--- START STORED ROWS ---
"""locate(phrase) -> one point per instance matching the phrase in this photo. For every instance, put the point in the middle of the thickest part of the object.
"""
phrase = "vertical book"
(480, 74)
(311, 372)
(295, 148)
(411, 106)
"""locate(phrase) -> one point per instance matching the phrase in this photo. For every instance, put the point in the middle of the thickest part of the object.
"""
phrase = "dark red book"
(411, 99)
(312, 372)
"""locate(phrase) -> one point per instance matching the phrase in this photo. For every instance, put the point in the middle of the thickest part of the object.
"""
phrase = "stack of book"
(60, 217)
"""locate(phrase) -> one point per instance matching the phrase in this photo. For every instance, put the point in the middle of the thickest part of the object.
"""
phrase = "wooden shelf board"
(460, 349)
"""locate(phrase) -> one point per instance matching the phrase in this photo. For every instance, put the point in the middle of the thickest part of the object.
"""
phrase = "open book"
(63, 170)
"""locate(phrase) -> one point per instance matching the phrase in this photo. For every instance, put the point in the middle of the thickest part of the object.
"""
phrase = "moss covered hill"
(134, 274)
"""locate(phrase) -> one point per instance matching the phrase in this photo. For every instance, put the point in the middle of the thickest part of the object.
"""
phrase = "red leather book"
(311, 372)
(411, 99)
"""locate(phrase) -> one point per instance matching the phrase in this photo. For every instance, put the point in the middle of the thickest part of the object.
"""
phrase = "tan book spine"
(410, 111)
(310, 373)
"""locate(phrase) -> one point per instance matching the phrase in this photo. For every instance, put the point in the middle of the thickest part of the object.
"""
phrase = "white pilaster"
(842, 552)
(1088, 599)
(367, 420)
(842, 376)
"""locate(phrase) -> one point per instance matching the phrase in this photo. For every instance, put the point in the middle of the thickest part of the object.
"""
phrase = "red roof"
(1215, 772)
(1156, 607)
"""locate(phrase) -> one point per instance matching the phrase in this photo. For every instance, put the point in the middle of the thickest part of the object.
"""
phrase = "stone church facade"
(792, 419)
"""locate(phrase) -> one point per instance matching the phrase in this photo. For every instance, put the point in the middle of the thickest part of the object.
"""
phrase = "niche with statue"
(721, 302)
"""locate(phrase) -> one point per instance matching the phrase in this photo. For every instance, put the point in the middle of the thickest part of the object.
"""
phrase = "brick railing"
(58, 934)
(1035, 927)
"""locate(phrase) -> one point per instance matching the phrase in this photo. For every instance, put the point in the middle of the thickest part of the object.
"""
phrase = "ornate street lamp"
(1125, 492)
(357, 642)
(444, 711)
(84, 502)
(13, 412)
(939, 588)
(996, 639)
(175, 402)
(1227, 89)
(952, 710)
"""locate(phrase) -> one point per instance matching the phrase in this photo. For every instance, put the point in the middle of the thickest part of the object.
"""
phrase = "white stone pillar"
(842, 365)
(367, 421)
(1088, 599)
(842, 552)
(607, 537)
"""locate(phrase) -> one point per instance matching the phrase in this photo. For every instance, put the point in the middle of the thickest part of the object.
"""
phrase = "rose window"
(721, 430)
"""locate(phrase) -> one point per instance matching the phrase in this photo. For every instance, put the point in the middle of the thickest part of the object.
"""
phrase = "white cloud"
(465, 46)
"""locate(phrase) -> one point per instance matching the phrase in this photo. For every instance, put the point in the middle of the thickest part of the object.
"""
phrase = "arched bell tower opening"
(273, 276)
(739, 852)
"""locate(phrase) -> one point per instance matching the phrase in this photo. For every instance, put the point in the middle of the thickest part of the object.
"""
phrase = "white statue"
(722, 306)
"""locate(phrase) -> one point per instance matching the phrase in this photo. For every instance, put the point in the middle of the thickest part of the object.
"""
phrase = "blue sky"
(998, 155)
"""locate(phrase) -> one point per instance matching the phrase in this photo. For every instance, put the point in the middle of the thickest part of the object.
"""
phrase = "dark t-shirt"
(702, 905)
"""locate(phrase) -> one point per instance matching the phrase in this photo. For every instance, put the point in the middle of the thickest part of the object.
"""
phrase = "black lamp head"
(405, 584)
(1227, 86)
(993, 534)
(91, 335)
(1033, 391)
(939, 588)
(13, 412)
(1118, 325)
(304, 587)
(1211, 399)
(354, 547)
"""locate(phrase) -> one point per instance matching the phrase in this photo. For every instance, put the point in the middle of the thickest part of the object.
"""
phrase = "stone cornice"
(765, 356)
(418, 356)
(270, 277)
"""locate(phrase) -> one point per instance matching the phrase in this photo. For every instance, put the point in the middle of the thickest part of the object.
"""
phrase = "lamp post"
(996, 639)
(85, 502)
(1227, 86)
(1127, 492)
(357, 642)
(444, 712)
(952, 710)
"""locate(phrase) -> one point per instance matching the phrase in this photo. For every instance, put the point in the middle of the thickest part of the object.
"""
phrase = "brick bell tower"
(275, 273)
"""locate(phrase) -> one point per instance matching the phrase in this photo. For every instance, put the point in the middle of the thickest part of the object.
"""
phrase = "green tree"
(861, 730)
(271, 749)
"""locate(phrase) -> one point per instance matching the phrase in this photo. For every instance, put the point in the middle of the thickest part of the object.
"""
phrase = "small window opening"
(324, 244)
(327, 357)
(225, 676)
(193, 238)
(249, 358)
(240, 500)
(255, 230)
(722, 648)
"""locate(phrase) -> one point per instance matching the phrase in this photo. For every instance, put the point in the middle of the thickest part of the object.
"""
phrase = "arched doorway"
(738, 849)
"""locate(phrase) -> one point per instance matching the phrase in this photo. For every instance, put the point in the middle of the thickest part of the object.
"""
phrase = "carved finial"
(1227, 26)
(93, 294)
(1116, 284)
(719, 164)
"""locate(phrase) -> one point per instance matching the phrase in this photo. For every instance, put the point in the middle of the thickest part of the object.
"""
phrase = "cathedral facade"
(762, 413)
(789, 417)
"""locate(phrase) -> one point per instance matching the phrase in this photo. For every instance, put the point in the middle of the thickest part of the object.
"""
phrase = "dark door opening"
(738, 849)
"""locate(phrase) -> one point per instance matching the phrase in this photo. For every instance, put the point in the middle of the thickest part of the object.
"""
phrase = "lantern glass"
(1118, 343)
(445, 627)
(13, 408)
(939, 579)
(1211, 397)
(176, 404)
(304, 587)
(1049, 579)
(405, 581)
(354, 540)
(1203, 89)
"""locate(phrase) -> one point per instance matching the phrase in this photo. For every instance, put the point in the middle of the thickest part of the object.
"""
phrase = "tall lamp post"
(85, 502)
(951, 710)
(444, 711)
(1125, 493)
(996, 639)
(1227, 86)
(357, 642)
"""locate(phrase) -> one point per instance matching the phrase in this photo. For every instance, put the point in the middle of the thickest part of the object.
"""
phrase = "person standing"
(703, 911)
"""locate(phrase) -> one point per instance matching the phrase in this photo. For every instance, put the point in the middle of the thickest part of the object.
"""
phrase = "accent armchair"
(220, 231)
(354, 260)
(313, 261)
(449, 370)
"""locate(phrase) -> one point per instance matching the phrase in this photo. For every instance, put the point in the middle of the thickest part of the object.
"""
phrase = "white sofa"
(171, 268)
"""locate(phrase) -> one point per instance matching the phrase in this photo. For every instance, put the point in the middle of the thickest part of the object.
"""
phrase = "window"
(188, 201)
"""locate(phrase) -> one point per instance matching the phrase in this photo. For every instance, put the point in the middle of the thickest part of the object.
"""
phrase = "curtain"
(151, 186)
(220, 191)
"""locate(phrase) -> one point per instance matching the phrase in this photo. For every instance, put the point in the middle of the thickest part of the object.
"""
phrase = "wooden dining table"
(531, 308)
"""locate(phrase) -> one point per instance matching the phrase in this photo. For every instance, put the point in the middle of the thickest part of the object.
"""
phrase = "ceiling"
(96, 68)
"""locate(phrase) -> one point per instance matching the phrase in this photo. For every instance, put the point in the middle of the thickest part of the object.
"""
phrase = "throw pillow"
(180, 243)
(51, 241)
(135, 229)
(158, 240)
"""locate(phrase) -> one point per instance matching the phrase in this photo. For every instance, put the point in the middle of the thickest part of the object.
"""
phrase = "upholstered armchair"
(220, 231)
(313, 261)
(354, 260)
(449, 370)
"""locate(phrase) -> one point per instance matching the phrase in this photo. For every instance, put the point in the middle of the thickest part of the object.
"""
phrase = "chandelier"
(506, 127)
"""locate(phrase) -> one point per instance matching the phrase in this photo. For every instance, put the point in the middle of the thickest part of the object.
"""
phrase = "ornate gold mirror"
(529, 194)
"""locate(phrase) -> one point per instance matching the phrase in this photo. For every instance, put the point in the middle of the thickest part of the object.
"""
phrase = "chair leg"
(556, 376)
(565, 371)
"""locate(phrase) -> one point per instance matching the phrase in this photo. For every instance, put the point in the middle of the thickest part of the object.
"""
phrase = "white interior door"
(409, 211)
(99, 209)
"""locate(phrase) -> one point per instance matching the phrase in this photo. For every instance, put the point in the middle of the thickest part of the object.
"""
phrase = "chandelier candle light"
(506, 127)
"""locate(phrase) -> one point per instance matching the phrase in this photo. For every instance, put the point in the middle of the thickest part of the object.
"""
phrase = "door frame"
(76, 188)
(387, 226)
--- END STORED ROWS ---
GOAL OF THE EXERCISE:
Show every line of the listing above that contains the word "book". Case counts.

FINISHED ANSWER:
phrase = "vertical book"
phrase = "dark red book"
phrase = "stack of book"
phrase = "open book"
phrase = "red leather book"
phrase = "tan book spine"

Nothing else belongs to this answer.